[Items from a data source]

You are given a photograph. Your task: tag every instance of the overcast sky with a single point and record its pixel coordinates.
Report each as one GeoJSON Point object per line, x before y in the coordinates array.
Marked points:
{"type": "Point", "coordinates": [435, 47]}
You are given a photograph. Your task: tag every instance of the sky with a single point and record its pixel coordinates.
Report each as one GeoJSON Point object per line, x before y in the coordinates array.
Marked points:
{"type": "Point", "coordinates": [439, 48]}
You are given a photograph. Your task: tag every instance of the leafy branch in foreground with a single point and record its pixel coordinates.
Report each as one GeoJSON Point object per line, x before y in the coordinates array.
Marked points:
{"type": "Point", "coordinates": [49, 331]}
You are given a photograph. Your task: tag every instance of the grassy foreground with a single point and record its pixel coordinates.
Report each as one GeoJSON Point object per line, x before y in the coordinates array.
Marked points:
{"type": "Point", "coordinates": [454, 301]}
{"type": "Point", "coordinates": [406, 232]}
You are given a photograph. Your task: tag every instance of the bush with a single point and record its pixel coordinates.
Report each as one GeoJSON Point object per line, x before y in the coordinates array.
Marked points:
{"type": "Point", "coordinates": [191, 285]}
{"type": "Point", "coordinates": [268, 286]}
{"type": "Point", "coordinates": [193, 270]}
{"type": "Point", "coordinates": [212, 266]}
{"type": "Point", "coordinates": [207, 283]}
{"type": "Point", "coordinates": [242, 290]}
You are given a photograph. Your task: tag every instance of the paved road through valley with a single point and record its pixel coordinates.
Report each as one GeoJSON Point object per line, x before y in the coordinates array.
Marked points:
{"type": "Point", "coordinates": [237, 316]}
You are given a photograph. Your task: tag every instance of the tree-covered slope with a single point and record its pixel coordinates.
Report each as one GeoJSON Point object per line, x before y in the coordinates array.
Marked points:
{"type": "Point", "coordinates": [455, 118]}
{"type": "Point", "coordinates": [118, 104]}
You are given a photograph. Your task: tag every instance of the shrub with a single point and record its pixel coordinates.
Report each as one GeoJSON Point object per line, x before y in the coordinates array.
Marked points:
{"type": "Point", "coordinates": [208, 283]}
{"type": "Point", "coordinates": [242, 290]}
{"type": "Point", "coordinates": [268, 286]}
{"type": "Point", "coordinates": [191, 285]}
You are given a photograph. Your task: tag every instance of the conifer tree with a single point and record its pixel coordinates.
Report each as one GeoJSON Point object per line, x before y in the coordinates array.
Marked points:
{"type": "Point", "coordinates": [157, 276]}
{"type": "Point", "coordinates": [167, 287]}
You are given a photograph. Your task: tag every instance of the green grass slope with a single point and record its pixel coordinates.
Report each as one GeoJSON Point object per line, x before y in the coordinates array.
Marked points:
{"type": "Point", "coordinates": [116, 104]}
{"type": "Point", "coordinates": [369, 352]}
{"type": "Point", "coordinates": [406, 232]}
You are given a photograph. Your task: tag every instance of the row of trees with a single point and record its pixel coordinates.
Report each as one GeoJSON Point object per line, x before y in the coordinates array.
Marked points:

Aim
Print, word for word, the part of the records that opens with the line containing "of the tree-covered" and closes with the last line of the records, including both of those lines.

Reply to the exercise
You are given a photograph. Your task: tag every instance of the tree-covered slope with a single point and record its pixel coordinates.
Report each as one GeoJSON Point object per line, x before y in the coordinates array.
Marked points:
{"type": "Point", "coordinates": [455, 118]}
{"type": "Point", "coordinates": [118, 104]}
You are given a photograph. Your task: tag every instance of the shrub with a single point and record its pixel coordinates.
Report each as one GeoJSON Point object per line, x before y in the coordinates array.
Marked points:
{"type": "Point", "coordinates": [208, 283]}
{"type": "Point", "coordinates": [242, 290]}
{"type": "Point", "coordinates": [268, 286]}
{"type": "Point", "coordinates": [191, 285]}
You are given a photograph. Your task: tag every instance of the conifer tree with a single point and record its pixel coordinates.
Report each as one GeoJSON Point object per line, x before y in the coordinates array.
Marked points:
{"type": "Point", "coordinates": [157, 276]}
{"type": "Point", "coordinates": [167, 287]}
You are given a photograph. Your task: tag every instance of the green grass slope with a single point and record its pixel coordinates.
Report each as one GeoJSON Point object per line, x before y in the coordinates array.
Marked points:
{"type": "Point", "coordinates": [116, 104]}
{"type": "Point", "coordinates": [369, 352]}
{"type": "Point", "coordinates": [406, 232]}
You are given a photograph. Your task: tag every instance of the row of trees with a single point and record its pixel coordinates.
Report each as one GeoJSON Point object per line, x before y in the coordinates array.
Marked points:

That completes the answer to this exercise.